_Assignment:_ The data below is to be repeated in full, exactly as shown.

**********

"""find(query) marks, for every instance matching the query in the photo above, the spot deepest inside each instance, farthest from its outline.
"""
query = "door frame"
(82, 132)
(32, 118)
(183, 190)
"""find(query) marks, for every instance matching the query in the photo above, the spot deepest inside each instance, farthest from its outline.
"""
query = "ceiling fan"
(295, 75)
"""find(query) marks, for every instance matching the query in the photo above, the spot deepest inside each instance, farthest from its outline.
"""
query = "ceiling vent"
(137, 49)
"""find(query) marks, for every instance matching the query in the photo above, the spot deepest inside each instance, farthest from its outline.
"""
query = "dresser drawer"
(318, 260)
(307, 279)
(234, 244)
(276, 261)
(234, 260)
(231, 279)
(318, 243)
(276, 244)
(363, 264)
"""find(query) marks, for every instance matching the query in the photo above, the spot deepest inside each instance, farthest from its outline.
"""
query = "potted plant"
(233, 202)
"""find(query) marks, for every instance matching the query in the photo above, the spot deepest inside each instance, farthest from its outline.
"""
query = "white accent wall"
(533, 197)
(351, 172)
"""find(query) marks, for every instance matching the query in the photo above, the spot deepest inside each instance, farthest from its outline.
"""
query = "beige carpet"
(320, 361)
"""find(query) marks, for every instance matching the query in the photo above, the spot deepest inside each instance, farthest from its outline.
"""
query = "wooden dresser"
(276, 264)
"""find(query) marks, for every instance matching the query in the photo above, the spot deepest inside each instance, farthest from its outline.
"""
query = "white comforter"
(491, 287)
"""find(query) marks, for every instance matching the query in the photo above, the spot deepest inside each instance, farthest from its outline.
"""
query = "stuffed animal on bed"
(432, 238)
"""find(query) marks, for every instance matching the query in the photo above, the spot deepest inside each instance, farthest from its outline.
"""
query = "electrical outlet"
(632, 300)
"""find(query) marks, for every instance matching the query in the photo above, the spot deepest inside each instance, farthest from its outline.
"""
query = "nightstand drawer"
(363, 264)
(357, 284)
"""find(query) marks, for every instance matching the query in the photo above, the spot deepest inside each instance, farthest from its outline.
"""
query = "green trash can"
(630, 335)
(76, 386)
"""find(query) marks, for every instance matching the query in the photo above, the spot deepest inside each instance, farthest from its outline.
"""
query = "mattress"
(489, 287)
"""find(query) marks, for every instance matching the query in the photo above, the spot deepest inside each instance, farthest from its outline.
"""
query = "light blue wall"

**********

_Answer space:_
"""find(query) marks, for every instance matching the query in the photo above, the spot deepest inside each instance, farthest from its outline.
"""
query = "door frame"
(82, 132)
(32, 118)
(183, 190)
"""find(query) marks, for every instance matching the query in the photo above, the spot deepest inside each instance, farthest from its outline.
"""
query = "ceiling fan"
(295, 75)
"""find(query) marks, for every instance matching the query in the photo above, the spot deepest inside each instance, farthest from its outline.
"""
query = "ceiling vent"
(137, 49)
"""find(query) marks, for every instance matching the query in the photo above, the spot deepest inside each instance, farthest from its outline.
"""
query = "dresser drawer"
(318, 260)
(307, 279)
(234, 244)
(276, 261)
(234, 260)
(231, 279)
(318, 243)
(276, 244)
(363, 264)
"""find(query) marks, for every instance matching the query in the photo above, the spot deepest inside each instance, farthest from its outline.
"""
query = "potted plant"
(233, 202)
"""find(query) marks, for every instance matching the query in the photo above, the spot deepest inside each instance, farthest from its outline.
"""
query = "white accent wall"
(533, 197)
(351, 172)
"""find(query) marks, for every instance matching the query in the photo above, the spot deepest inside each instance, farthest from its outline.
"""
query = "beige carpet"
(320, 361)
"""find(query) marks, for every instance matching the query in the photo above, the spot deepest inside each instance, farthest from its outline.
"""
query = "wooden dresser"
(276, 264)
"""find(query) marks, for every instance matching the query in the photo above, the spot deepest inside each instance, farthest from its outline.
"""
query = "white comforter"
(491, 287)
"""find(query) marks, for every instance matching the query in the photo above, the spot deepest inside each instance, farthest from its outline.
"""
query = "stuffed animal on bed"
(432, 238)
"""find(query) marks, for every instance matching the query in the photo above, the spot deepest inside each instance, farthest from its outline.
"""
query = "electrical outlet"
(632, 300)
"""find(query) marks, for every instance matching the query in the photo above, the spot deepest inside each instance, farthest from its outline.
"""
query = "nightstand drawer"
(363, 264)
(357, 284)
"""find(query) marks, for every instance matching the query in the photo above, the spot deepest inside each instance, farthest from its outline.
"""
query = "green trash can"
(630, 335)
(76, 386)
"""find(query) marks, for every instance matching the query in the photo above, the spot deepest inside each instance, farthest from its outline.
"""
query = "mattress"
(489, 287)
"""find(query) marks, for every instance matching the query in the photo above, the spot deepest inside each instance, farthest from its outline.
"""
query = "light blue wall"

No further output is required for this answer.